• Given passage:
Extract files (PDF, DOCX, PPTX, XLSX) into Obsidian-flavored Markdown

These details have been verified by PyPI

Project links

GitHub Statistics

Maintainers

gucky92

These details have not been verified by PyPI

Project description

obsidian-import

Extract files (PDF, DOCX, PPTX, XLSX, CSV, JSON, YAML, images) into Obsidian-flavored Markdown.

The mirror of obsidian-export: where obsidian-export converts Obsidian notes to PDF/DOCX, obsidian-import converts external documents into Obsidian-ready markdown with YAML frontmatter.

Installation

pip install obsidian-import

With optional backends:

pip install obsidian-import[markitdown]    # fallback for HTML, etc.
pip install obsidian-import[docling]       # high-quality ML-based extraction

Quick Start

Single file

obsidian-import convert report.pdf --output vault/imports/report.md

Batch extraction

obsidian-import batch --config config.yaml

Check backend availability

obsidian-import doctor

Python API

from pathlib import Path
from obsidian_import import extract_file, extract_text, discover_files, config_for_backend
from obsidian_import.config import load_config
from obsidian_import.output import format_output

config = load_config(Path("config.yaml"))

# Single file (full document with frontmatter)
doc = extract_file(Path("report.pdf"), config)
markdown = format_output(doc, config.output)

# Quick text extraction (no config file needed)
config = config_for_backend("markitdown", timeout_seconds=60, max_file_size_mb=50, xlsx_max_rows_per_sheet=500, extract_images=False)

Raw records
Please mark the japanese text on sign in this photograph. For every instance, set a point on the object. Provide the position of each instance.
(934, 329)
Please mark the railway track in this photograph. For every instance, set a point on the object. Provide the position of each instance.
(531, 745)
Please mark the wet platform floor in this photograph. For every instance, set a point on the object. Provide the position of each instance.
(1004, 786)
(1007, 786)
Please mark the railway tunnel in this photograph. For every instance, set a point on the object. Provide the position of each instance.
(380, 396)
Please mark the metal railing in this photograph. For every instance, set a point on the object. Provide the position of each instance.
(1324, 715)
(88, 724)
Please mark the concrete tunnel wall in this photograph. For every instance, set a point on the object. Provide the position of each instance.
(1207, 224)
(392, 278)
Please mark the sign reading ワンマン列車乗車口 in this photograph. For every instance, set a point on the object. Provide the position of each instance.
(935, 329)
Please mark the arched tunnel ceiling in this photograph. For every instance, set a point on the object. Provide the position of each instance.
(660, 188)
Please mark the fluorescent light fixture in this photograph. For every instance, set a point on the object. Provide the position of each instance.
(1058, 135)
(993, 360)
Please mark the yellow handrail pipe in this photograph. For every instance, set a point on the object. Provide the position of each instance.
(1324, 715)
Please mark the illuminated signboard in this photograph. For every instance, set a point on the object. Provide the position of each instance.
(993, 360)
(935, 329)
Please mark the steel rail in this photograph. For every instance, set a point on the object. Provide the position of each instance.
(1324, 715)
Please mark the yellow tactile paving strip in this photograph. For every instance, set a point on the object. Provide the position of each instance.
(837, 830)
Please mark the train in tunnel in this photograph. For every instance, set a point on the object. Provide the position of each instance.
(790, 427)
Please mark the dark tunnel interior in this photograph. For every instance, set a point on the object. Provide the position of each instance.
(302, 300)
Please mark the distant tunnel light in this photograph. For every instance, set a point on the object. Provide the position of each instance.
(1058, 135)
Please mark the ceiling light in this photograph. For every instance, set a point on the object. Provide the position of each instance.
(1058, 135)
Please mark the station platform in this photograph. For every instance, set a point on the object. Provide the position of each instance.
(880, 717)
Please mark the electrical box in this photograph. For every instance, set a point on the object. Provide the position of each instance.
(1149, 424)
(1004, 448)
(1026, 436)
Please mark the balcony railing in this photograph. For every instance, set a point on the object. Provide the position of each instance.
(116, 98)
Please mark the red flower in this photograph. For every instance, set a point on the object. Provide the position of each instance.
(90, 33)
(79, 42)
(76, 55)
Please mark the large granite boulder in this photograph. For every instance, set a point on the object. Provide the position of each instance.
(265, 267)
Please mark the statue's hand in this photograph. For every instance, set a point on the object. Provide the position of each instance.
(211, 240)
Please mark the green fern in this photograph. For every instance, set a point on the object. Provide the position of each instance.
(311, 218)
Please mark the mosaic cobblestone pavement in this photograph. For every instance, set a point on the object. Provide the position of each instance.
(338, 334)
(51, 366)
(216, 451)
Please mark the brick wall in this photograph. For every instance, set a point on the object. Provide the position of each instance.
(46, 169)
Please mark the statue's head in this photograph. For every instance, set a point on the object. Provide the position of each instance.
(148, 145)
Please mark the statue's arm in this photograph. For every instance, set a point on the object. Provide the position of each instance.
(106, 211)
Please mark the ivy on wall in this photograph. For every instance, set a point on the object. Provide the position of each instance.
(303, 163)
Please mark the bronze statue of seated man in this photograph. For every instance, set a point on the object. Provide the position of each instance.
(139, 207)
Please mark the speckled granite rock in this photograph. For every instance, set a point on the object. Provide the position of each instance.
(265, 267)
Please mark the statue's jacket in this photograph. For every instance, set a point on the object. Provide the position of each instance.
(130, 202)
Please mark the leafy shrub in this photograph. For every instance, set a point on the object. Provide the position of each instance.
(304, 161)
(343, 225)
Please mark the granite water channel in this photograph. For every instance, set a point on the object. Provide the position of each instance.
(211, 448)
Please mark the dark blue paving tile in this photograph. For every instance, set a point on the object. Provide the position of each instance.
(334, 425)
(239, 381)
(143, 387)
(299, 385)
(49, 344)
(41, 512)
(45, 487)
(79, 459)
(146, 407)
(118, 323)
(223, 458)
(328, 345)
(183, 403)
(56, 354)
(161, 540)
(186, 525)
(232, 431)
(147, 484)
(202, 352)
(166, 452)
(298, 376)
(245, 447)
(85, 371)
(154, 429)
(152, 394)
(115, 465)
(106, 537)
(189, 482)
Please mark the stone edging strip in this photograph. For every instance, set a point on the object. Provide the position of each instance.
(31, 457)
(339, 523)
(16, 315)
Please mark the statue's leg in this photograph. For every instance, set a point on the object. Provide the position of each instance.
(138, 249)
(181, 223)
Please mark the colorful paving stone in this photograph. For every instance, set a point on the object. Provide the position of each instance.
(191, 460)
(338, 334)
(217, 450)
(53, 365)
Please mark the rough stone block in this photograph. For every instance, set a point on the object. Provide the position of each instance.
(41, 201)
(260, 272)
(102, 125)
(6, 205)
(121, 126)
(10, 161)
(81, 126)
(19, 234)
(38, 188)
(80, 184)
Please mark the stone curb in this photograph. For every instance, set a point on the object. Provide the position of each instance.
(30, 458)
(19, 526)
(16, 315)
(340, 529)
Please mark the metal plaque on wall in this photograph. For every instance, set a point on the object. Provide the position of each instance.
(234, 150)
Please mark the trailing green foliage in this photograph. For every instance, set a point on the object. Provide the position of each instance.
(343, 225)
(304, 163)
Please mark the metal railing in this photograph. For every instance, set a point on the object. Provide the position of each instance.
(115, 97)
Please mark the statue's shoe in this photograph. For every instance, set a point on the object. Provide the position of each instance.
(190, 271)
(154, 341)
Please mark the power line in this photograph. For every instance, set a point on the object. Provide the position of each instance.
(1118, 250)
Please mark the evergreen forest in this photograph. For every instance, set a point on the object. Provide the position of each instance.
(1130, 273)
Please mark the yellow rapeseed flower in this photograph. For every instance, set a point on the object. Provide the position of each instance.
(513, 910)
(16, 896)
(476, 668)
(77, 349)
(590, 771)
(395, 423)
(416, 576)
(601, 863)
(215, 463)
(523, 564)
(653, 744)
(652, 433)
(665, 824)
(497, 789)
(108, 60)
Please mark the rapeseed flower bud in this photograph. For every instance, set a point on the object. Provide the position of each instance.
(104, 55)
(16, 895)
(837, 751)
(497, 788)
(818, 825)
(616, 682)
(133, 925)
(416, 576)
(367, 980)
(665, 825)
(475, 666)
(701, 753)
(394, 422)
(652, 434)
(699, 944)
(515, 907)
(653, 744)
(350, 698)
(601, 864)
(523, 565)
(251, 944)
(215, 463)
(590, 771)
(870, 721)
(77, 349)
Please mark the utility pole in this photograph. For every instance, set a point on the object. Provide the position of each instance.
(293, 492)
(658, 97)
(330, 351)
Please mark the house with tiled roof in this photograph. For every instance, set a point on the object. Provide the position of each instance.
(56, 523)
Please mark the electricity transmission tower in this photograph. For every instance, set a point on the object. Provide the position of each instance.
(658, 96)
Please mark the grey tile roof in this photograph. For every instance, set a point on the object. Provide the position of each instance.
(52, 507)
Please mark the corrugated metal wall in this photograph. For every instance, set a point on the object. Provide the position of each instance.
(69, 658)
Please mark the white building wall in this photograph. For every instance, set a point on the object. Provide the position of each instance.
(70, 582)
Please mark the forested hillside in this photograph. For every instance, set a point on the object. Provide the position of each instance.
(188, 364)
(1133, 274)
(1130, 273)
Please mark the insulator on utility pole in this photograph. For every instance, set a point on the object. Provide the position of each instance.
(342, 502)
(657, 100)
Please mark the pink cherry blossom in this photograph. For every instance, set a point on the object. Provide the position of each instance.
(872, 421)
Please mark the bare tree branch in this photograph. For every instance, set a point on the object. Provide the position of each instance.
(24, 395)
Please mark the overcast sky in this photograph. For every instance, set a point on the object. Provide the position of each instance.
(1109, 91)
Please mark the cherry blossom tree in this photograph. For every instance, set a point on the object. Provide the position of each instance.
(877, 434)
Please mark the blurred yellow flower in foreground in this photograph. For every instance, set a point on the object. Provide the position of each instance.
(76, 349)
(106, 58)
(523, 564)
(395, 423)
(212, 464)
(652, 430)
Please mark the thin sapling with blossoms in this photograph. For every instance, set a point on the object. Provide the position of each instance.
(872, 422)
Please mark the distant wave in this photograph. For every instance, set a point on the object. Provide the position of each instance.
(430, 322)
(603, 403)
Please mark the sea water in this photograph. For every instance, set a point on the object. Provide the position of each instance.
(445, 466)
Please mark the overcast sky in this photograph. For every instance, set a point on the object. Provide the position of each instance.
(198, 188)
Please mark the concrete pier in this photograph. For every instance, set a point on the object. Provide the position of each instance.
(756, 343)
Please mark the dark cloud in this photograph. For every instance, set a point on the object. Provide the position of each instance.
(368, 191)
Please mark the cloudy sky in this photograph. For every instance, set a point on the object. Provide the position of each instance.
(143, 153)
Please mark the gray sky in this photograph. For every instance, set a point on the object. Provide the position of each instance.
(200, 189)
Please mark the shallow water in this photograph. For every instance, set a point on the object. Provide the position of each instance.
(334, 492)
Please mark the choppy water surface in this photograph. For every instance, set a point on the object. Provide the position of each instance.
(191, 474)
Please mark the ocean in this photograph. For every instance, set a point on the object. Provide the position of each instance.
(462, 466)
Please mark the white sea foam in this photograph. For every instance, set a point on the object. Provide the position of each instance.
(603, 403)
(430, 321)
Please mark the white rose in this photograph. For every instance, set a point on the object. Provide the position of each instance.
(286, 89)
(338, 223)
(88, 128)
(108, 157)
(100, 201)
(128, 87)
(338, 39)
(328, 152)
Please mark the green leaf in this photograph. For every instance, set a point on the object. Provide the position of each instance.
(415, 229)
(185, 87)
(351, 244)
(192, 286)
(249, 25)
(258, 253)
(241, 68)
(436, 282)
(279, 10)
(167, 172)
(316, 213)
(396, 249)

• Set of tasks:
[1] Count the lines of the records that contain the string "tree", and reply with the number only.
[2] Write the next part of the obsidian-import project page above, picking up right after its final line.

• Answers below:
[1] 2

[2]
text = extract_text(Path("report.pdf"), config)

# Batch discovery
for file in discover_files(config):
    print(f"{file.extension}  {file.size_bytes:,} bytes  {file.path}")

`config_for_backend()` — Quick Configuration

For consumers that just need text extraction without managing the full config surface:

from obsidian_import import extract_text, config_for_backend

config = config_for_backend(
    backend="markitdown",
    timeout_seconds=60,
    max_file_size_mb=50,
    xlsx_max_rows_per_sheet=500,
    extract_images=False,
)
text = extract_text(Path("document.docx"), config)

This sets all backends to the specified backend name. All parameters are required — no hidden defaults.

`config_from_overrides()` — Partial Overrides

For library consumers that need full control over individual config keys without writing a YAML file. The overrides dict deep-merges onto the bundled defaults, exactly like load_config does for user YAML:

from pathlib import Path
from obsidian_import import extract_text, config_from_overrides

if __name__ == "__main__":
    config = config_from_overrides(
        {
            "extraction": {"max_file_size_mb": 25, "isolation": "process"},
            "backends": {"pdf": "docling"},
        }
    )
    text = extract_text(Path("document.pdf"), config)

With isolation: "process", extraction calls in a script must run under an if __name__ == "__main__": guard: multiprocessing spawn re-imports the calling module in the child, and an unguarded top-level call crashes the child before it can extract anything. (Installed CLI entry points and pytest are unaffected.) Process mode also spawns a fresh interpreter per file, so backend imports are re-paid on every call and count against timeout_seconds — negligible for native backends, but several seconds to tens of seconds for docling/torch. Prefer thread mode for docling batch runs, or raise timeout_seconds.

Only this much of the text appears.